Exercise details:
Print each of the entries below verbatim, line by line.

Exercise materials:
^^^^^^^^

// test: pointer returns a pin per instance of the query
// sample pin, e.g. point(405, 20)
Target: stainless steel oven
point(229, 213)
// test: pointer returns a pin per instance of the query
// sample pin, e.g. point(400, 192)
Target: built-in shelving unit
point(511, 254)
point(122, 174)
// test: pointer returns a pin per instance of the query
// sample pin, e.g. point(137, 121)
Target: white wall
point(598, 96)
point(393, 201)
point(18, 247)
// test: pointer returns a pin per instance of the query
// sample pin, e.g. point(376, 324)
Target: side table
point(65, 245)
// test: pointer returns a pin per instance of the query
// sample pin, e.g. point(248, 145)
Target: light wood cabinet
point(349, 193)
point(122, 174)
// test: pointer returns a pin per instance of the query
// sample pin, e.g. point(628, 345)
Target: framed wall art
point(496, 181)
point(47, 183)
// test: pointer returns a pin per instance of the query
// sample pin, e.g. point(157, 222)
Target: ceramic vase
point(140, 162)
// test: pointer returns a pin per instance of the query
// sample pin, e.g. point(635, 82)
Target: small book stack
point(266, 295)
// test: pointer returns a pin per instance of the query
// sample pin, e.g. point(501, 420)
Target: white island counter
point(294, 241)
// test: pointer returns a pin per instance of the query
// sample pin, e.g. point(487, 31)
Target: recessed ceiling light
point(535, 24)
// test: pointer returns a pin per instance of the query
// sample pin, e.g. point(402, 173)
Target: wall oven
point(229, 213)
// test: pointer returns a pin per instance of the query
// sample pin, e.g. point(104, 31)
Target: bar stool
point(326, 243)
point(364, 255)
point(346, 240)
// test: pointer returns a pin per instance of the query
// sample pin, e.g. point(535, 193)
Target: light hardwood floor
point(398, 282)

^^^^^^^^

Answer to the problem:
// test: pointer returns a pin per instance of the query
// sample pin, e.g. point(405, 20)
Target: stainless steel oven
point(229, 213)
// test: pointer returns a pin per instance of the query
// sample pin, e.g. point(400, 192)
Target: built-in shelving unit
point(511, 254)
point(122, 174)
// test: pointer returns a pin per instance of the query
// sample pin, e.g. point(137, 121)
Target: white wall
point(598, 96)
point(393, 201)
point(18, 247)
// test: pointer returns a pin per instance of the query
// sample pin, e.g. point(376, 324)
Target: side table
point(65, 245)
// test: pointer returns a pin per instance of the query
// sample pin, e.g. point(248, 145)
Target: light wood cabinet
point(349, 193)
point(122, 174)
// test: pointer returns a pin per instance of the query
// sample pin, e.g. point(628, 345)
Target: framed wall art
point(496, 181)
point(47, 183)
// test: pointer returns a pin per instance of the query
// sample pin, e.g. point(157, 222)
Target: ceramic vase
point(140, 162)
// test: pointer returns a pin per instance of the query
// sample pin, e.g. point(635, 82)
Target: small book stack
point(266, 295)
// test: pointer returns a pin per instance of the query
// sample pin, e.g. point(501, 420)
Target: white island counter
point(294, 241)
// test: pointer returns a pin per instance of the query
// sample pin, e.g. point(487, 31)
Target: recessed ceiling light
point(535, 24)
// test: pointer returns a pin per instance of the query
// sample pin, e.g. point(402, 173)
Target: wall oven
point(229, 213)
// test: pointer returns a pin per instance of the query
// sample pin, e.g. point(104, 31)
Target: bar stool
point(326, 243)
point(364, 255)
point(346, 240)
// test: pointer returns a pin per instance of the query
// sample pin, e.g. point(535, 193)
Target: light hardwood floor
point(398, 282)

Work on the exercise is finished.